═══ I dati

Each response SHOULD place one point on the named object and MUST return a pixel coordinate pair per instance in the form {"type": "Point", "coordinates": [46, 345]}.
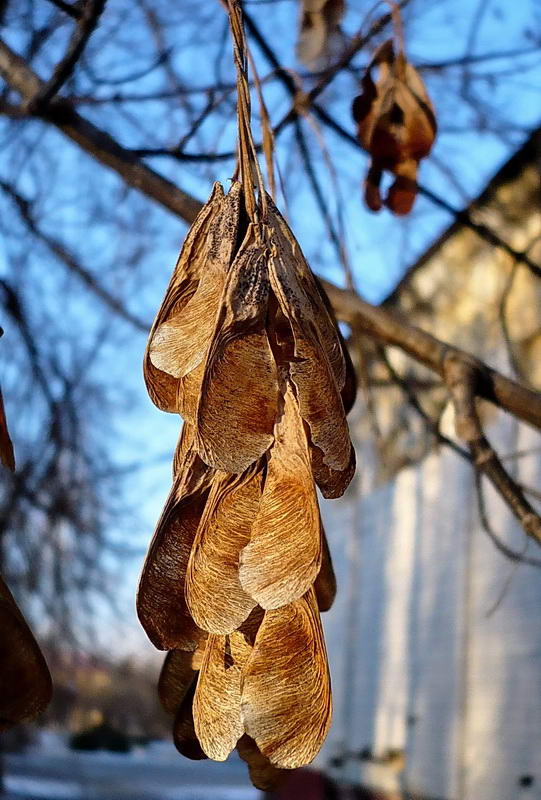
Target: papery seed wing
{"type": "Point", "coordinates": [286, 694]}
{"type": "Point", "coordinates": [215, 597]}
{"type": "Point", "coordinates": [318, 393]}
{"type": "Point", "coordinates": [239, 394]}
{"type": "Point", "coordinates": [216, 706]}
{"type": "Point", "coordinates": [262, 773]}
{"type": "Point", "coordinates": [7, 456]}
{"type": "Point", "coordinates": [180, 668]}
{"type": "Point", "coordinates": [283, 557]}
{"type": "Point", "coordinates": [161, 386]}
{"type": "Point", "coordinates": [180, 342]}
{"type": "Point", "coordinates": [331, 482]}
{"type": "Point", "coordinates": [305, 293]}
{"type": "Point", "coordinates": [26, 682]}
{"type": "Point", "coordinates": [161, 605]}
{"type": "Point", "coordinates": [325, 583]}
{"type": "Point", "coordinates": [184, 736]}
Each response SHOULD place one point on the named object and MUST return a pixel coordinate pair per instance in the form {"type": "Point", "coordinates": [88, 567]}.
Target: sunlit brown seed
{"type": "Point", "coordinates": [184, 736]}
{"type": "Point", "coordinates": [239, 394]}
{"type": "Point", "coordinates": [7, 456]}
{"type": "Point", "coordinates": [215, 597]}
{"type": "Point", "coordinates": [283, 556]}
{"type": "Point", "coordinates": [161, 386]}
{"type": "Point", "coordinates": [180, 668]}
{"type": "Point", "coordinates": [286, 695]}
{"type": "Point", "coordinates": [216, 707]}
{"type": "Point", "coordinates": [25, 682]}
{"type": "Point", "coordinates": [161, 603]}
{"type": "Point", "coordinates": [263, 774]}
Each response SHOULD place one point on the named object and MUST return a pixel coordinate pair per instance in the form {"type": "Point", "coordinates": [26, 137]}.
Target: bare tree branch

══════

Restituisci ogni riga delle voci qui sopra che contiene la parola "Target". Maiuscole e minuscole contano.

▸ Soluzione:
Target: papery seed wing
Target: sunlit brown seed
Target: bare tree branch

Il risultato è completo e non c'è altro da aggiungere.